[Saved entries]
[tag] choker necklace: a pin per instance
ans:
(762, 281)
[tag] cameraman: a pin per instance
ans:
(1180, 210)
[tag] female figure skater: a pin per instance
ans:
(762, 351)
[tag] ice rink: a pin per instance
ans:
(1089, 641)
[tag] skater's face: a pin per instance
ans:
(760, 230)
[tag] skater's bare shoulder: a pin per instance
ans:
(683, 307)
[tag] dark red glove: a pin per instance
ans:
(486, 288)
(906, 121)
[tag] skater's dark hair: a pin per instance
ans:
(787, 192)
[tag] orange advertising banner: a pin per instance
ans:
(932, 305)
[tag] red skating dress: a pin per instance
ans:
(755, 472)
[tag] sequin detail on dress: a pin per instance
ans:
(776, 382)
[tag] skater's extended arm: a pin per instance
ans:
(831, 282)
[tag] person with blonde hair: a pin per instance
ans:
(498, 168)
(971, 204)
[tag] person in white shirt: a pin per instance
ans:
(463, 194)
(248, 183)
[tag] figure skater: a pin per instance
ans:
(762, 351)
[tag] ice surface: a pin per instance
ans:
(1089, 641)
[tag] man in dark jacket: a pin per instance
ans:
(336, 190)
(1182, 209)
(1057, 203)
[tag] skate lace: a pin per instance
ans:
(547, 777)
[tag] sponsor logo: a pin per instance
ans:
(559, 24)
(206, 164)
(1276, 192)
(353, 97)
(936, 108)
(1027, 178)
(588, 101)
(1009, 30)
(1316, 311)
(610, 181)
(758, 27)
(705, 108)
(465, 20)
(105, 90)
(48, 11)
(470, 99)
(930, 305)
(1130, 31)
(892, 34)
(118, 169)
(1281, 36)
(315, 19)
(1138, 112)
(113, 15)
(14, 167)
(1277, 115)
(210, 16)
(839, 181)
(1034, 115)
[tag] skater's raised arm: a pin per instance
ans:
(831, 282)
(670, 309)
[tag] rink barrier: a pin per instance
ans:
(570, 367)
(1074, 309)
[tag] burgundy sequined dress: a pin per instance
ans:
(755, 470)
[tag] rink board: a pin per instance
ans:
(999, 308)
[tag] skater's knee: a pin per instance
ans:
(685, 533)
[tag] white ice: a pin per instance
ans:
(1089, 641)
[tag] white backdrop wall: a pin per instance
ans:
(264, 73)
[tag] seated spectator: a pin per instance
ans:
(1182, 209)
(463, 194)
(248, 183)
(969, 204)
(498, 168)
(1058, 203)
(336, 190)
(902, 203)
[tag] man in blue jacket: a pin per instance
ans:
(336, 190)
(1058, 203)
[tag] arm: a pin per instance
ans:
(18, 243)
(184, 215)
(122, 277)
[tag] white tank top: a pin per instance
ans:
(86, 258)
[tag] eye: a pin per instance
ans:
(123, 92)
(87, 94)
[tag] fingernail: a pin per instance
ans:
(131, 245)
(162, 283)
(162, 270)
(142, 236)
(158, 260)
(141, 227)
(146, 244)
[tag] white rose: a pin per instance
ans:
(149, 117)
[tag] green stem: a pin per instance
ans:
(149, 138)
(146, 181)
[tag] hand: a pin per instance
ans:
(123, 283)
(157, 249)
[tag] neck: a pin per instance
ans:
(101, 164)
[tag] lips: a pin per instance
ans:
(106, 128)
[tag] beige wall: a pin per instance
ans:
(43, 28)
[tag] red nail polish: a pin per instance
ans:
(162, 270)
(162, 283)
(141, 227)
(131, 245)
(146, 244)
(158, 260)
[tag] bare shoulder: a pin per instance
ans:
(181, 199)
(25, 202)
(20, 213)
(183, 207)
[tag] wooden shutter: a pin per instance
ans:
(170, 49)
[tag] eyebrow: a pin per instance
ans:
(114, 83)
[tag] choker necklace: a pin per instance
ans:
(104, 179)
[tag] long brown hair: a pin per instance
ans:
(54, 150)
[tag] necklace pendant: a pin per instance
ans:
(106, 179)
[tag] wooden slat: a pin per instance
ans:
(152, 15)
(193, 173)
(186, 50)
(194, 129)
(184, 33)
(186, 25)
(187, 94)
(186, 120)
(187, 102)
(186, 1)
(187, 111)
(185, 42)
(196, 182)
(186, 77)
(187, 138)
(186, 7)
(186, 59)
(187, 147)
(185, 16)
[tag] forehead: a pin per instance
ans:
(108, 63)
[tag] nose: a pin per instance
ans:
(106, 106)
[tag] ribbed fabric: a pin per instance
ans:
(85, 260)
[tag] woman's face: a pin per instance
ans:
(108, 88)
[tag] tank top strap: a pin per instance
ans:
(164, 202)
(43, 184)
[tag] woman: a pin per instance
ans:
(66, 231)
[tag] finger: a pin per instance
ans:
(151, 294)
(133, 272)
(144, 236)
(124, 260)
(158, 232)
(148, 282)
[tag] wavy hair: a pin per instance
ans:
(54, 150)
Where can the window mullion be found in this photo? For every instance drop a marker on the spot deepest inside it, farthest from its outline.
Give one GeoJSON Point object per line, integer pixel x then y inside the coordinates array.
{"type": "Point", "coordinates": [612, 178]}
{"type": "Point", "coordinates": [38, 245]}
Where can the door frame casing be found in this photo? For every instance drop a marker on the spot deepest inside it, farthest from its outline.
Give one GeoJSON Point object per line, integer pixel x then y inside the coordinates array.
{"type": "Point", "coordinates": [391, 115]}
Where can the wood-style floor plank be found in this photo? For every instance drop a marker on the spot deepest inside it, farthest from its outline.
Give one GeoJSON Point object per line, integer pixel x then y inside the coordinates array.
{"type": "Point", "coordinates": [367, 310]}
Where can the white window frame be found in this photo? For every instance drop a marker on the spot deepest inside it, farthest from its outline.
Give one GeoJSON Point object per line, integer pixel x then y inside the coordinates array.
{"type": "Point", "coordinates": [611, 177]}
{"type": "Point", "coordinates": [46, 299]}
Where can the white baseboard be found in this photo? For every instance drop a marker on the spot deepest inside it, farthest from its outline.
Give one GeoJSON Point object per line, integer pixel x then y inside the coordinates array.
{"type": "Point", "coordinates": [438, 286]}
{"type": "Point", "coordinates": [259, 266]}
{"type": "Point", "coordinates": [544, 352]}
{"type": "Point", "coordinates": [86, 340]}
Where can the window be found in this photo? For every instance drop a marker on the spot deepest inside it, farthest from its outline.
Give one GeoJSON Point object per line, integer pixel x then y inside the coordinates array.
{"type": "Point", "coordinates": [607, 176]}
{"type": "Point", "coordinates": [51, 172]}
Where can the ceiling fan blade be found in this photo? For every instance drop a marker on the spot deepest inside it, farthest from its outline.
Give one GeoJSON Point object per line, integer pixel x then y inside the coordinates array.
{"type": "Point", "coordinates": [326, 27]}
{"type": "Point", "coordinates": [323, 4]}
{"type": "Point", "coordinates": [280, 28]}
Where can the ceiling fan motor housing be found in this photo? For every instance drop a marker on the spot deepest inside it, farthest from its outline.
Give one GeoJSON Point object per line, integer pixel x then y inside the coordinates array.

What the task requires -> Nothing but an exact transcription of the records is expected.

Written answer ->
[tag] choker necklace: a pin per instance
ans:
(762, 281)
[tag] cameraman: a pin per instance
ans:
(1180, 210)
[tag] female figure skater: a pin per instance
ans:
(762, 351)
[tag] ice rink: a pin per instance
ans:
(1089, 641)
[tag] skater's face: a pin per instance
ans:
(760, 230)
[tag] skater's bare shoulder: a pin per instance
ans:
(683, 307)
[tag] dark red glove: a pin per instance
ans:
(486, 288)
(906, 121)
[tag] skater's dark hair: a pin per instance
ans:
(787, 192)
[tag] orange advertising banner: a pin per instance
ans:
(932, 305)
[tag] red skating dress: a pin per instance
ans:
(755, 472)
[tag] sequin detail on dress: a pin per instance
ans:
(776, 382)
[tag] skater's extended arm: a pin per instance
ans:
(831, 282)
[tag] person with blonde hair: a pin per instance
ans:
(498, 168)
(971, 204)
[tag] person in white shirt: a pin per instance
ans:
(463, 194)
(248, 183)
[tag] figure skater: a pin per instance
ans:
(762, 351)
[tag] ice surface: a pin per instance
ans:
(1089, 641)
[tag] man in dark jacket: a pin per instance
ans:
(336, 190)
(1182, 209)
(1057, 203)
[tag] skate lace: a pin per instance
ans:
(547, 777)
[tag] sponsor logo: a pin per instance
ans:
(559, 24)
(206, 164)
(1276, 192)
(353, 97)
(936, 108)
(1027, 178)
(588, 101)
(1009, 30)
(1316, 311)
(610, 181)
(758, 27)
(705, 108)
(465, 20)
(105, 90)
(48, 11)
(470, 99)
(930, 305)
(1130, 31)
(892, 34)
(118, 169)
(1281, 36)
(315, 19)
(1138, 112)
(113, 15)
(14, 167)
(1277, 115)
(210, 16)
(839, 181)
(1034, 115)
[tag] skater's raised arm: a pin per instance
ans:
(831, 282)
(670, 309)
[tag] rink barrier: a pin per instance
ans:
(570, 367)
(1074, 309)
[tag] burgundy sequined dress: a pin per instance
ans:
(755, 470)
[tag] rink board: a pin per instance
ans:
(999, 308)
[tag] skater's knee: a pin per instance
ans:
(685, 533)
[tag] white ice: a pin per instance
ans:
(1089, 641)
[tag] white backdrop wall: a pin per instance
ans:
(264, 73)
[tag] seated spectator: a pin per instance
ans:
(1182, 209)
(463, 194)
(248, 183)
(969, 204)
(498, 168)
(1058, 203)
(336, 190)
(902, 203)
[tag] man in blue jacket: a pin per instance
ans:
(336, 190)
(1058, 203)
[tag] arm: a pin per instance
ans:
(18, 243)
(184, 215)
(122, 277)
[tag] white tank top: a pin per instance
ans:
(86, 258)
[tag] eye: a pin per instance
ans:
(123, 92)
(87, 94)
[tag] fingernail: a pin per instance
ans:
(131, 245)
(162, 283)
(162, 270)
(142, 236)
(158, 260)
(141, 227)
(146, 244)
[tag] white rose: a pin per instance
ans:
(149, 117)
[tag] green stem: a pin per instance
ans:
(149, 138)
(146, 181)
[tag] hand: a pin per instance
ans:
(123, 283)
(157, 249)
[tag] neck: a pin per instance
ans:
(101, 164)
[tag] lips: a pin per instance
ans:
(106, 128)
[tag] beige wall: a pin per instance
ans:
(43, 28)
[tag] red nail polish: a pin per instance
ans:
(162, 270)
(162, 283)
(141, 227)
(131, 245)
(146, 244)
(158, 260)
[tag] bare shoulder: a pin per instance
ans:
(181, 199)
(25, 202)
(20, 213)
(183, 207)
[tag] wooden shutter: a pin per instance
ans:
(170, 49)
[tag] eyebrow: a pin per instance
ans:
(114, 83)
[tag] choker necklace: a pin per instance
ans:
(104, 179)
[tag] long brown hair: a pin per instance
ans:
(54, 150)
[tag] necklace pendant: a pin per instance
ans:
(106, 179)
[tag] wooden slat: a pin per instance
ans:
(152, 15)
(193, 173)
(186, 50)
(194, 129)
(184, 33)
(186, 25)
(187, 94)
(186, 120)
(187, 102)
(186, 1)
(187, 111)
(185, 42)
(196, 182)
(186, 77)
(187, 138)
(186, 7)
(186, 59)
(187, 147)
(185, 16)
[tag] forehead: a pin per instance
ans:
(108, 63)
[tag] nose: a pin per instance
ans:
(106, 106)
[tag] ribbed fabric: a pin per instance
ans:
(85, 260)
[tag] woman's face: a pin per instance
ans:
(108, 88)
[tag] tank top strap: a pin per instance
ans:
(164, 202)
(43, 184)
[tag] woman: a pin per instance
ans:
(66, 231)
[tag] finger: a pin per instance
ans:
(151, 294)
(133, 272)
(144, 236)
(124, 260)
(158, 232)
(148, 282)
[tag] wavy hair: a pin per instance
ans:
(54, 150)
Where can the window mullion be found in this photo? For every instance drop a marker on the spot deepest inside it, farthest from its outline.
Give one GeoJSON Point object per line, integer pixel x then y inside the coordinates array.
{"type": "Point", "coordinates": [612, 178]}
{"type": "Point", "coordinates": [38, 245]}
Where can the door frame casing be found in this photo? For every instance drop a marker on the spot deepest inside it, farthest from its outline.
Give one GeoJSON Point object per line, integer pixel x then y inside the coordinates array.
{"type": "Point", "coordinates": [391, 115]}
Where can the wood-style floor plank be found in this photo? For every instance drop a marker on the spot deepest inside it, farthest from its outline.
Give one GeoJSON Point object per line, integer pixel x then y inside the coordinates array.
{"type": "Point", "coordinates": [367, 310]}
Where can the white window frame be found in this photo? For every instance drop a marker on the spot deepest inside it, farthest from its outline.
Give one GeoJSON Point object per line, integer pixel x then y inside the coordinates array.
{"type": "Point", "coordinates": [611, 177]}
{"type": "Point", "coordinates": [46, 299]}
Where can the white baseboard be found in this photo? For every instance drop a marker on the spot deepest inside it, farthest from its outline.
Give one GeoJSON Point object per line, integer pixel x then y inside the coordinates array.
{"type": "Point", "coordinates": [438, 286]}
{"type": "Point", "coordinates": [259, 266]}
{"type": "Point", "coordinates": [544, 352]}
{"type": "Point", "coordinates": [86, 340]}
Where can the window be found in this photo? For every instance drop a marker on the spot deepest inside it, farthest from its outline.
Give one GeoJSON Point object per line, integer pixel x then y inside the coordinates array.
{"type": "Point", "coordinates": [607, 176]}
{"type": "Point", "coordinates": [51, 172]}
Where can the ceiling fan blade be found in this photo? For every instance drop a marker on the spot deepest inside it, farthest from its outline.
Give one GeoJSON Point object per line, integer pixel x then y inside the coordinates array.
{"type": "Point", "coordinates": [326, 27]}
{"type": "Point", "coordinates": [323, 4]}
{"type": "Point", "coordinates": [280, 28]}
Where can the ceiling fan motor housing be found in this photo? For every instance drop a marker on the spot deepest inside it, farthest from its outline.
Give one GeoJSON Point object per line, integer pixel x then y inside the coordinates array.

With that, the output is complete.